COURT OF APPEAL OVERTURNS DECISION THAT THERE SHOULD BE NO ORDER FOR COSTS: COMMITTAL APPLICATIONS ARE NOT SUBJECT TO ANY SPECIAL RULES

In Loveridge & Anor v Loveridge [2021] EWCA Civ 1697 the Court of Appeal overturned a decision that should be no order for costs following the withdrawal of committal proceedings.  The Court also allowed costs on the indemnity basis from the date on which the respondents to the committal application offered to accept standard costs.

“Given the unilateral withdrawal of the application, Ivy was the successful party. The starting point under CPR 44.2 is therefore that she should be awarded her costs in accordance with the general rule, unless a different order is justified. In this case, taking account of the absence of any admission of contemptuous breaches and the scope for argument as to whether they existed, it was not appropriate to take into account any assessment of whether the application was likely to succeed in whole or in part.”

THE CASE

The Court of Appeal was considering two issues in relation to a dispute about the running of a caravan park.   Whilst an appeal was pending about the granting of injunctions an application was made for committal of the appellants for breach of the orders.  The Court of Appeal then overturned the injunctions. The party applying for committal then applied for permission to withdraw the committal proceedings. That application was granted but the judge made no order for costs. The appellants appealed against the costs order, arguing that their costs of responding to the committal proceedings should have been paid.

§ **What to work on**
1: From the article on the Loveridge costs appeal, transcribe the passage that begins at the words "In Loveridge &" and stops after the words "accept standard costs.".
2: According to the article on the Loveridge costs appeal, what was the underlying dispute between the parties about?

§ **Data extract**
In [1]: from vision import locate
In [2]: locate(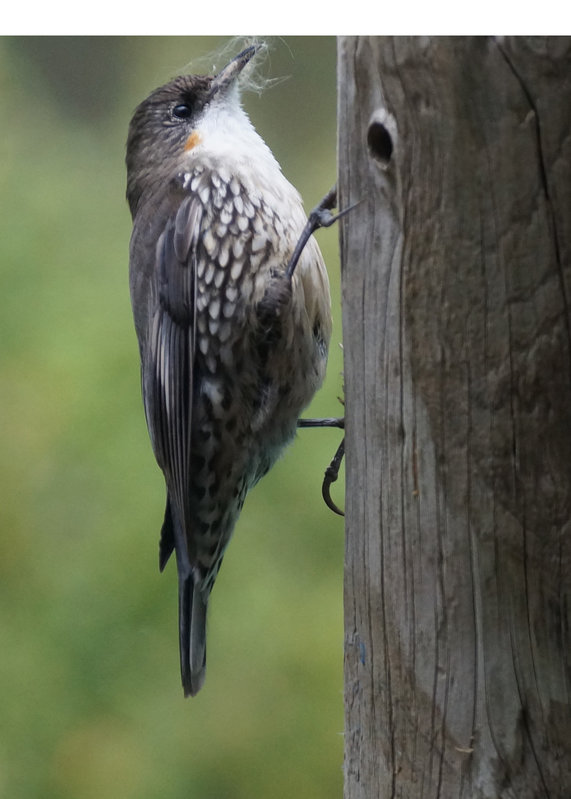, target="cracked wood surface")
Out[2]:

§ **Task answers**
1:
In Loveridge & Anor v Loveridge [2021] EWCA Civ 1697 the Court of Appeal overturned a decision that should be no order for costs following the withdrawal of committal proceedings.  The Court also allowed costs on the indemnity basis from the date on which the respondents to the committal application offered to accept standard costs.

2: The running of a caravan park.